Extracted information.
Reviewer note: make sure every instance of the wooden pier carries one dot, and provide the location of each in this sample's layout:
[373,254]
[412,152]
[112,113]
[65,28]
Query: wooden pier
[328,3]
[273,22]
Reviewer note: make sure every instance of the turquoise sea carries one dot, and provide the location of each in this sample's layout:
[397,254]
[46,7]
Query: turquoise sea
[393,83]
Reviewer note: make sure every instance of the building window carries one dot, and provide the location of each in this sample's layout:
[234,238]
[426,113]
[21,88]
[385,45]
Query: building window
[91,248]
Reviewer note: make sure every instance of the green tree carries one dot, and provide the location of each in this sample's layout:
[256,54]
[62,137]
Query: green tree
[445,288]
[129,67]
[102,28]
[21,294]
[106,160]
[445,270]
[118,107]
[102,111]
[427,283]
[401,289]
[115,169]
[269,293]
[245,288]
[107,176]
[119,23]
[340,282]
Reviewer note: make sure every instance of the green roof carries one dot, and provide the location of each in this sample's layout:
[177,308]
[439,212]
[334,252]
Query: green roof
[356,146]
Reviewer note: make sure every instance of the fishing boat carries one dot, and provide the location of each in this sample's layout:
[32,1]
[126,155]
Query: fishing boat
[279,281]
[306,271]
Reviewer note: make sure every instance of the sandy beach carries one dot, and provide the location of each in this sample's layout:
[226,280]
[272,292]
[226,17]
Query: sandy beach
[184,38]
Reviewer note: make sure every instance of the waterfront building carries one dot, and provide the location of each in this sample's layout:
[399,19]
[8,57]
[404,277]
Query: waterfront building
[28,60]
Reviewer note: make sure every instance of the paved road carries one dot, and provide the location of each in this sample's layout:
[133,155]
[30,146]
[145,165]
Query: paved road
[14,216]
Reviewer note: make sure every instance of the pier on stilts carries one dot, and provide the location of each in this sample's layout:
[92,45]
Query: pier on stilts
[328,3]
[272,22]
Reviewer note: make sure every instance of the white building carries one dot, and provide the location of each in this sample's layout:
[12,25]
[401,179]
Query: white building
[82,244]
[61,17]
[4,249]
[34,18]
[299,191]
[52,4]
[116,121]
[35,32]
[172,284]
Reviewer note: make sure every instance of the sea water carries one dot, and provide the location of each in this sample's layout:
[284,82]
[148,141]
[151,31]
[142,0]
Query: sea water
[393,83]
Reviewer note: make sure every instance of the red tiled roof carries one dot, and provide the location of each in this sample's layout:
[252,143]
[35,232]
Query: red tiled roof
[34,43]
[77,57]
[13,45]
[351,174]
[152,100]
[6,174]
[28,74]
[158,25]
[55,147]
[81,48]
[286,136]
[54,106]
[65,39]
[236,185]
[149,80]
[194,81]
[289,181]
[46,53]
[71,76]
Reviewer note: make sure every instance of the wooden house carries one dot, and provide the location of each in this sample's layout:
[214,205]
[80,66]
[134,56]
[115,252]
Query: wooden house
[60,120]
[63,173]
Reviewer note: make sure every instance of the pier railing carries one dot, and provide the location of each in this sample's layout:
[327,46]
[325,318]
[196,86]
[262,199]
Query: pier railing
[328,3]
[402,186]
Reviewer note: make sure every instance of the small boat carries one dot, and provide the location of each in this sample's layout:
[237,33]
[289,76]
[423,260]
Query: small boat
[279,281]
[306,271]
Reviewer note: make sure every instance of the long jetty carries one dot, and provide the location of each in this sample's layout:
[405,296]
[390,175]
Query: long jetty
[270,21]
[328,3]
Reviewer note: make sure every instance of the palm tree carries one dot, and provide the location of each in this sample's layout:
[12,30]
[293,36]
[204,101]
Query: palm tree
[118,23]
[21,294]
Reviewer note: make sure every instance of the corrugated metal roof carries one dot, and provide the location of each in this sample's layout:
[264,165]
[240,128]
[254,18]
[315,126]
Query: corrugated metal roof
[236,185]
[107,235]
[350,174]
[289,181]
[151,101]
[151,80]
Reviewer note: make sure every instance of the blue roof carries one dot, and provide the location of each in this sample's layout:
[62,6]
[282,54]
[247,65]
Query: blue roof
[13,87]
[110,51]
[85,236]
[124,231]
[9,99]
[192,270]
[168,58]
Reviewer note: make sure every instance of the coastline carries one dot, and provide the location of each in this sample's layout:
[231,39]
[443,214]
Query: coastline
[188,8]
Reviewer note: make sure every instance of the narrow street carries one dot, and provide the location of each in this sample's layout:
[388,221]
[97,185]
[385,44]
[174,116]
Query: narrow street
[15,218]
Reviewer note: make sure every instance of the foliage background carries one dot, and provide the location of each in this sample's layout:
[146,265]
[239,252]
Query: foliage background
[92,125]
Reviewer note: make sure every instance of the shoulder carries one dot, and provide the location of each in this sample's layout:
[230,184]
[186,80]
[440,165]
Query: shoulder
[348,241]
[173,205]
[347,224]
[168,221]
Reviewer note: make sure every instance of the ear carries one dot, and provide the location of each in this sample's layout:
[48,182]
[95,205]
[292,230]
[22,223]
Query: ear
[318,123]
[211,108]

Exercise details.
All entries should be transcribed verbatim.

Worked solution.
Reviewer note: make sure every instance of the wooden pier carries one dot, and provide the location of each in this sample's layout:
[373,254]
[412,152]
[112,113]
[65,28]
Query: wooden pier
[328,3]
[273,22]
Reviewer note: make sure every instance of the turquoise sea carries one dot, and provide the location of each in this sample's layout:
[397,254]
[46,7]
Query: turquoise sea
[393,83]
Reviewer note: make sure every instance of the building window carries one dot, and provide the location of each in this sample's layout:
[234,238]
[426,113]
[21,88]
[385,45]
Query: building window
[91,248]
Reviewer note: make sure every instance of the green tree carries one dot, and provide the location of each in this sample's layout:
[256,54]
[62,137]
Query: green tree
[445,288]
[129,67]
[102,28]
[21,294]
[106,160]
[445,270]
[118,107]
[102,111]
[427,283]
[401,289]
[115,169]
[269,293]
[245,288]
[107,176]
[119,23]
[340,282]
Reviewer note: make sure every instance of the green roof carries one dot, and provide the location of each in this sample's layout:
[177,308]
[439,212]
[334,252]
Query: green roof
[356,146]
Reviewer note: make sure every instance of the fishing boat carries one dot, and provide the location of each in this sample's layout:
[32,1]
[126,155]
Query: fishing boat
[279,281]
[306,271]
Reviewer note: make sure every instance of the sandy beach carries one dot, and provide the location of each in this sample's layout:
[226,280]
[272,292]
[226,17]
Query: sandy beach
[184,38]
Reviewer note: make sure every instance of the waterfront building carries one dot, and provide the location of each in this sample's layout:
[399,19]
[8,57]
[404,277]
Query: waterfront building
[28,60]
Reviewer note: make sure every instance of the paved road carries one dot, and provide the location of each in this sample's layout:
[133,155]
[30,146]
[145,165]
Query: paved road
[14,216]
Reviewer note: make sure every instance of the pier on stilts carries one dot, and provide the location of each in this sample's layout:
[92,45]
Query: pier on stilts
[328,3]
[272,22]
Reviewer note: make sure every instance of the white building carries one dot, and provide the location of each in this sample's layout:
[12,25]
[401,179]
Query: white building
[82,244]
[61,17]
[4,249]
[34,18]
[299,191]
[52,4]
[116,121]
[35,32]
[172,284]
Reviewer note: make sure every instance of the sea water carries one dot, and provide the location of each in this sample's layout:
[284,82]
[148,141]
[151,31]
[142,0]
Query: sea water
[393,83]
Reviewer note: make sure every instance of the red tiled roof carries one dot, and provide the location of each in this sample's layout:
[252,143]
[35,232]
Query: red tiled roof
[34,43]
[77,57]
[13,45]
[351,174]
[152,100]
[6,174]
[28,74]
[158,25]
[55,147]
[81,48]
[286,136]
[54,106]
[65,39]
[236,185]
[149,80]
[194,81]
[289,181]
[46,53]
[71,76]
Reviewer note: make sure every instance of the wooden house carries one dot, and provide the location of each in this sample's layout:
[214,205]
[80,66]
[134,56]
[115,252]
Query: wooden house
[60,120]
[63,173]
Reviewer note: make sure every instance of the pier railing carries one dot, and provide the location of each in this sample's layout:
[327,46]
[325,318]
[196,86]
[262,199]
Query: pier railing
[328,3]
[402,186]
Reviewer note: make sure every instance of the small boat carries one dot, and provide the location of each in this sample's layout:
[237,33]
[289,76]
[423,260]
Query: small boat
[279,281]
[306,271]
Reviewer note: make sure every instance of the long jetty carries one dot, and provide the location of each in this sample's layout:
[405,296]
[390,175]
Query: long jetty
[270,21]
[328,3]
Reviewer note: make sure every instance of the palm tree carries one dot, and provide the location of each in this sample's layout:
[12,30]
[293,36]
[204,101]
Query: palm tree
[118,23]
[21,294]
Reviewer note: make sure every instance of the corrugated metal roof carries one dot, and provide the location of each in this sample's layout:
[264,165]
[240,128]
[254,18]
[315,126]
Query: corrugated metal roof
[236,185]
[107,235]
[350,174]
[289,181]
[151,101]
[151,80]
Reviewer note: make sure every instance of the blue roof carries one dot, and provide the location of each in this sample's layout:
[62,6]
[282,54]
[247,65]
Query: blue roof
[13,87]
[110,51]
[85,236]
[124,231]
[9,99]
[192,270]
[168,58]
Reviewer note: make sure every instance of the coastline carries one dot, and provide the location of each in this sample's layout:
[231,39]
[443,214]
Query: coastline
[188,8]
Reviewer note: make sure every instance of the narrow street carries one dot, and provide the location of each in this sample's layout:
[388,221]
[97,185]
[385,44]
[174,116]
Query: narrow street
[15,218]
Reviewer note: make sure every instance of the foliage background carries one dot, and provide the location of each in this sample's layout:
[146,265]
[239,252]
Query: foliage background
[92,125]
Reviewer note: make sure every instance of the shoulder carries one dot, and provide the location of each in this sample's layout:
[230,184]
[186,80]
[440,165]
Query: shoulder
[348,241]
[173,205]
[347,224]
[168,221]
Reviewer note: make sure every instance of the ear carries one dot, and provide the location of each in this sample's layout:
[48,182]
[95,205]
[292,230]
[22,223]
Query: ear
[318,123]
[211,108]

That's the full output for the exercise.